MARCIN DOBROWOLSKI, BIZNES24: Dokument, który przedstawiło Komisji Europejskiej Ministerstwo Klimatu i Środowiska wskazuje na to, że wzrost energii z OZE ma być naprawdę pokaźny. Nawet 30, a według niektórych wyliczeń być może nawet 50 procent energii elektrycznej w Polsce ma pochodzić z energii z odnawialnych źródeł.
Z nami jest Tobiasz Adamczewski dyrektor Programu Odnawialnych Źródeł Energii w Forum Energii. Dzień dobry, witam.
TOBIASZ ADAMCZEWSKI, FORUM ENERGII: Dzień dobry.
TO JEST AUTOMATYCZNA TRANSKRYPCJA ROZMOWY PRZEPROWADZONEJ
NA ANTENIE TELEWIZJI BIZNES24
MD: Dlaczego nowa ekipa Ministerstwa Klimatu i Środowiska zdecydowała się jeszcze wyżej podnieść poprzeczkę założonego celu? W innych państwach słyszymy raczej o rezygnacji z wysokich ambicji.
TA: W innych państwach nie ma rezygnacji z wysokich ambicji. Jest prawo unijne, na które się wszyscy zgodzili i teraz będzie po prostu wdrażane. Tak naprawdę gospodarki europejskie, ale też światowe konkurują w tym momencie z tym, kto szybciej będzie wdrażał zieloną energię i kto szybciej się zdekarbonizuje. Z kilku względów. Po pierwsze konsumenci patrzą na to, jaki jest ślad węglowy ich produktów. To, co kupują duże spółki, które kupują produkty też potrzebują, żeby ten ślad węglowy był redukowany.
I z drugiej strony patrzą na ceny energii, czyli ile kosztuje ich zakup energii elektrycznej. I wiemy, że ze źródeł odnawialnych energia elektryczna jest po prostu najtańsza w tym momencie, w szczególności właśnie z tych wiatraków na lądzie, które oglądamy, ale też z fotowoltaiki, która się rozwija. A koszty produkcji energii i z wiatru i ze słońca spadły o ponad 80% z tego, co pamiętamy kiedyś, tak z 2005 roku.
W związku z tym w tym momencie to nie jest kwestia tego, że tutaj będziemy bardzo dużo płacić ze względu na wdrożenie OZE tylko teraz konkurs, jeśli mogę tak powiedzieć, polega na tym, który biznes szybciej będzie miał możliwość przyłączenia swoich nowych źródeł do sieci i gdzie będzie mógł ulokować swoje źródła. A reszta społeczeństwa i gospodarki będzie po prostu z tego korzystać.

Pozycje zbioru
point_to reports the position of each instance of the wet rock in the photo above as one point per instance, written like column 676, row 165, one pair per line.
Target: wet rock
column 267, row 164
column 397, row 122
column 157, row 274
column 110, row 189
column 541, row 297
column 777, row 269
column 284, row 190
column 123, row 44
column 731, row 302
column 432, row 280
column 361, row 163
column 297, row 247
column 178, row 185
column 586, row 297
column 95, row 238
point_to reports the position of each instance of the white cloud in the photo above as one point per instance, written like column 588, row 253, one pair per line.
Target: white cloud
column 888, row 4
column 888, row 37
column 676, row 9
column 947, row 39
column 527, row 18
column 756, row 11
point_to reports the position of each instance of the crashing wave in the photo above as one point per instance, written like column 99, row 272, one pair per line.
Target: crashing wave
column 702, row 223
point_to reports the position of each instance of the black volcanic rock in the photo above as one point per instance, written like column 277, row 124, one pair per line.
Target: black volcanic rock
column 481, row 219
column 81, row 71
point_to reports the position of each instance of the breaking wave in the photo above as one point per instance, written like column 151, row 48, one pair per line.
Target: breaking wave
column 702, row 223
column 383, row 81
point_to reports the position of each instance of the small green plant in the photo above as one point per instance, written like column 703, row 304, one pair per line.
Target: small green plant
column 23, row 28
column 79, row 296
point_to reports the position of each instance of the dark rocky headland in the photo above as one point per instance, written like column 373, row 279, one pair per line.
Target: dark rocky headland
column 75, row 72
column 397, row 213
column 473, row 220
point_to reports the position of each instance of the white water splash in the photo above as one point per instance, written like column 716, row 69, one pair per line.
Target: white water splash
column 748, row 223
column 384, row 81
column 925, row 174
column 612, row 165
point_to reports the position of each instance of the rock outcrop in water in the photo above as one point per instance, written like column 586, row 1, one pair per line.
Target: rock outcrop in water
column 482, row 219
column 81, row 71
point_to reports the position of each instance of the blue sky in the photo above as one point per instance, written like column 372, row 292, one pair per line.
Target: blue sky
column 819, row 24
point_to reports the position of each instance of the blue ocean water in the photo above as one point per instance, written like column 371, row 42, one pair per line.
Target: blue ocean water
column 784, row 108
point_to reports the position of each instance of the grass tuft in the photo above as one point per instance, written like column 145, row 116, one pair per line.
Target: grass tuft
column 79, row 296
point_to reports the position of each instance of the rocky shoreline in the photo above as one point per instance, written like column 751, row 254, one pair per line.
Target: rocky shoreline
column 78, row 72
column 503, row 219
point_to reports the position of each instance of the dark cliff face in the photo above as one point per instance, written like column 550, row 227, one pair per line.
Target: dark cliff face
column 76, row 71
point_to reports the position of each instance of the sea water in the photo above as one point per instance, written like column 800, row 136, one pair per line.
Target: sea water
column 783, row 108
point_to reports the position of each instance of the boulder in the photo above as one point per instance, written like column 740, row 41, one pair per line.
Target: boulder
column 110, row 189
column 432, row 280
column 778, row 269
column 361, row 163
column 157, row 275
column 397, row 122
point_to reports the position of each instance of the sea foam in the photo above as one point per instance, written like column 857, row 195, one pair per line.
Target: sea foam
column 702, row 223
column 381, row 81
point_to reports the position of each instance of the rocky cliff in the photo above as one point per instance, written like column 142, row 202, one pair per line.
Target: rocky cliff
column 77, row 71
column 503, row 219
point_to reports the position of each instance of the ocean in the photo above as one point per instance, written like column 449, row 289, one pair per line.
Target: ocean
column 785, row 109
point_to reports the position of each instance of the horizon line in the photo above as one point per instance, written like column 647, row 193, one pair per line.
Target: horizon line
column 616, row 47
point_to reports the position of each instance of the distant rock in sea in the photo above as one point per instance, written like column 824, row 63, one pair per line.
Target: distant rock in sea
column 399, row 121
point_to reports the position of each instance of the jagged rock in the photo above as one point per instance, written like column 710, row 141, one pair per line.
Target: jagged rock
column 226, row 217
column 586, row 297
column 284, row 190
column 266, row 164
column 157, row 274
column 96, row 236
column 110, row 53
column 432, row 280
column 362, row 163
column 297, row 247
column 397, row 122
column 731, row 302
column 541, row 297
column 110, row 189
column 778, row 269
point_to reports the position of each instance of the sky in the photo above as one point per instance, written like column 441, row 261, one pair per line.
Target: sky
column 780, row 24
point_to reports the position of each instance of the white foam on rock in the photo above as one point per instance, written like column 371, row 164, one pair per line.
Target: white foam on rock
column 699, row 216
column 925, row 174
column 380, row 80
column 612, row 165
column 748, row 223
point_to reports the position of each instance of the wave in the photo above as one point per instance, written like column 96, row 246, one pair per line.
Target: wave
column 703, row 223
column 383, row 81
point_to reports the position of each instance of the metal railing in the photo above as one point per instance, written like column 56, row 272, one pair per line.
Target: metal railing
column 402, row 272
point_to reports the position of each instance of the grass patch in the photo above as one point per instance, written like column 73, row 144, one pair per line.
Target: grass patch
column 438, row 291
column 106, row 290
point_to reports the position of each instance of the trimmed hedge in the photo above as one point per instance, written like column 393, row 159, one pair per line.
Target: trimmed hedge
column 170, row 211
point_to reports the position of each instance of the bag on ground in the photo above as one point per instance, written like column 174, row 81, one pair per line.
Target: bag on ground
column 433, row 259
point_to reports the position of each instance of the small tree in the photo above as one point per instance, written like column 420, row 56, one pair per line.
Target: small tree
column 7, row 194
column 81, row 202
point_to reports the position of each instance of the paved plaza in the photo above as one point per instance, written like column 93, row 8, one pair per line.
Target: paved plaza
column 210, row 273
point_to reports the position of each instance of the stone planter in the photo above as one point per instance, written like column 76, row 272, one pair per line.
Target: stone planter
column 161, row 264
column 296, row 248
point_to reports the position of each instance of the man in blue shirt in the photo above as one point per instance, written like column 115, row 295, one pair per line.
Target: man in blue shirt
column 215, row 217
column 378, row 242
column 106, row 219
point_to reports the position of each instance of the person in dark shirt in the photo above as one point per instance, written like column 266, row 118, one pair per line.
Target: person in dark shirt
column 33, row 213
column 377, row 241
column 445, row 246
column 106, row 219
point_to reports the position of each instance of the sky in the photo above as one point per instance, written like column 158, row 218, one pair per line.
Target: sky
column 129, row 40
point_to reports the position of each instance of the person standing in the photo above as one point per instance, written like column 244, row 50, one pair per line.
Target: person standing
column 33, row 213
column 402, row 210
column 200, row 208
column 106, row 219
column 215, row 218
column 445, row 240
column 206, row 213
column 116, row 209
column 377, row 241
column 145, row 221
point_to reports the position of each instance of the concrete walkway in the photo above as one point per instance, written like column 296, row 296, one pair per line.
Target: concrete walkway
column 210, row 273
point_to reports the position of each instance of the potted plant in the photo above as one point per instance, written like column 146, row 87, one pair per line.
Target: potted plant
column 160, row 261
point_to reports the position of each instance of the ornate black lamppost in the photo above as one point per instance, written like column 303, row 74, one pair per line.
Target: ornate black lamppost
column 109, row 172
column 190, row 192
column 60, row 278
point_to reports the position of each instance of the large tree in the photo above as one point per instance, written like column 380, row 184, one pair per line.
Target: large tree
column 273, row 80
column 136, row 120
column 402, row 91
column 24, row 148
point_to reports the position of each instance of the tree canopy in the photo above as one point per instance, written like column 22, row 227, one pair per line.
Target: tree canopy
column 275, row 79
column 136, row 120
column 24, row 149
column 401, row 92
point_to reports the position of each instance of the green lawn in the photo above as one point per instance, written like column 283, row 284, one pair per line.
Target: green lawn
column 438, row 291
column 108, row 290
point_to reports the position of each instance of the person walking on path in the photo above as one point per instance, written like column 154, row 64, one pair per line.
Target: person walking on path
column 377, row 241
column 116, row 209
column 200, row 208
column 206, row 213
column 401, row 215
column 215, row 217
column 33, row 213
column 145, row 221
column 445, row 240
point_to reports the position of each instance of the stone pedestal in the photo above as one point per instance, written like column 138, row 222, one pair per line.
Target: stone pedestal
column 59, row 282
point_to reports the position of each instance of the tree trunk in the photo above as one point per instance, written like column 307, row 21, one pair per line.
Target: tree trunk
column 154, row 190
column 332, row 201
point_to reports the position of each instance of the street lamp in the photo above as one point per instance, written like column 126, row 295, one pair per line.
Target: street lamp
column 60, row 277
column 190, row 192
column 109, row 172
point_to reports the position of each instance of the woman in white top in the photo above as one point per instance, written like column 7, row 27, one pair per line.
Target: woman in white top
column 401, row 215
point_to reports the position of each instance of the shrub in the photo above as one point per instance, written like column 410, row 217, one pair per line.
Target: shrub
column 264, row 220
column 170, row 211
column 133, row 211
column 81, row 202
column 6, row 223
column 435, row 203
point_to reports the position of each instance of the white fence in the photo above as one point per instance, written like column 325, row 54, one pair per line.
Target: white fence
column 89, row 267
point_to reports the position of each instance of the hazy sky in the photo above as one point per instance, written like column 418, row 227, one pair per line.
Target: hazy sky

▶ Zadanie pisemne
Przytocz dosłownie część fragmentu o energii z odnawialnych źródeł, zaczynając od słów „I z drugiej” i kontynuując aż do słów „z tego korzystać.”. Wykaz stanowi materiał odrębny od fragmentu.

▶ Wynik zadania
I z drugiej strony patrzą na ceny energii, czyli ile kosztuje ich zakup energii elektrycznej. I wiemy, że ze źródeł odnawialnych energia elektryczna jest po prostu najtańsza w tym momencie, w szczególności właśnie z tych wiatraków na lądzie, które oglądamy, ale też z fotowoltaiki, która się rozwija. A koszty produkcji energii i z wiatru i ze słońca spadły o ponad 80% z tego, co pamiętamy kiedyś, tak z 2005 roku.
W związku z tym w tym momencie to nie jest kwestia tego, że tutaj będziemy bardzo dużo płacić ze względu na wdrożenie OZE tylko teraz konkurs, jeśli mogę tak powiedzieć, polega na tym, który biznes szybciej będzie miał możliwość przyłączenia swoich nowych źródeł do sieci i gdzie będzie mógł ulokować swoje źródła. A reszta społeczeństwa i gospodarki będzie po prostu z tego korzystać.